** INPUT **
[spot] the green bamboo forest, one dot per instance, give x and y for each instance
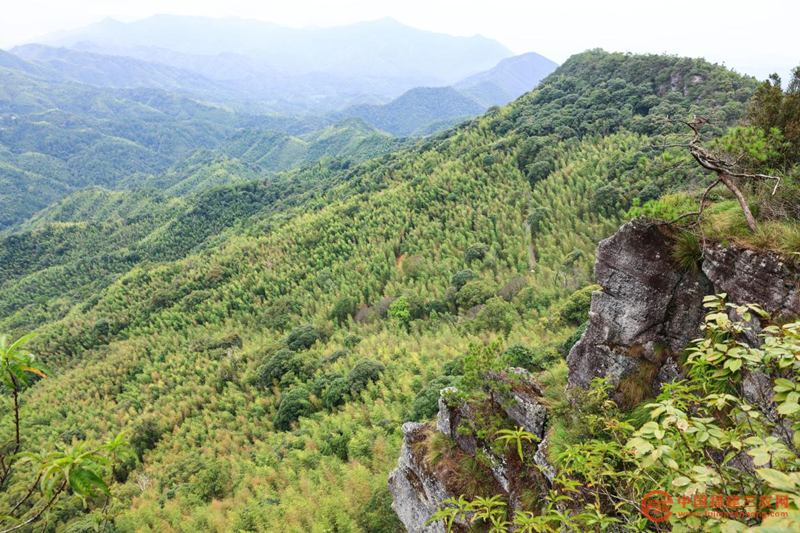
(234, 314)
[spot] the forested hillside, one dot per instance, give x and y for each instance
(262, 343)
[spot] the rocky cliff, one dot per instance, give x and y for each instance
(428, 473)
(648, 311)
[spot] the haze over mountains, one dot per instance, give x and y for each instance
(160, 101)
(260, 66)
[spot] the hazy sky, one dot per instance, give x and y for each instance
(756, 37)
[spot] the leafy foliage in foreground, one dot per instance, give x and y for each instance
(705, 437)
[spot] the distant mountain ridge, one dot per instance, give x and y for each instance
(508, 80)
(414, 110)
(381, 56)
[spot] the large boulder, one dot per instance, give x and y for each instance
(766, 278)
(416, 491)
(649, 309)
(647, 312)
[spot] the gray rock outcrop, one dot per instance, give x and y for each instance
(649, 309)
(418, 489)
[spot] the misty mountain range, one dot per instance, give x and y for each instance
(260, 67)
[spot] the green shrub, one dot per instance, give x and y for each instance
(686, 252)
(294, 404)
(476, 252)
(364, 372)
(304, 337)
(461, 278)
(475, 293)
(283, 362)
(337, 392)
(426, 403)
(576, 309)
(574, 338)
(496, 315)
(518, 355)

** ASSIGNMENT **
Without the pictures, please output every record exactly.

** RESULT OF THIS TASK **
[spot] the green bamboo forest, one dot per instance, give x and y for each instance
(234, 314)
[spot] the forested hillside, one dot per instance, give x and y for each instance
(262, 343)
[spot] the rocky cliff, one dot per instance, give x and y for each instance
(428, 473)
(648, 311)
[spot] the haze over mountains, one dot per instance, give x and y for each instance
(160, 101)
(260, 66)
[spot] the hazy sky, one dot per instance, give x and y for each instance
(756, 37)
[spot] the leafy foliage in foreground, one dot per instance, give x and y for each instance
(705, 437)
[spot] the distant mountain ridge, one dot per instance, give x and y for each instance
(508, 80)
(414, 110)
(381, 56)
[spot] the large boulder, one dot per instance, give x and y for each instance
(766, 278)
(416, 491)
(649, 309)
(647, 312)
[spot] the gray rock outcrop, one dot per instance, give x and y for each instance
(649, 309)
(418, 489)
[spot] the misty mountain range, one dot per instance, give x and y for each instance
(260, 67)
[spot] the green shrub, one dot per instance, give x and y for each instance
(686, 252)
(294, 404)
(476, 252)
(364, 372)
(304, 337)
(461, 278)
(475, 293)
(283, 362)
(337, 392)
(426, 403)
(576, 309)
(574, 338)
(496, 315)
(518, 355)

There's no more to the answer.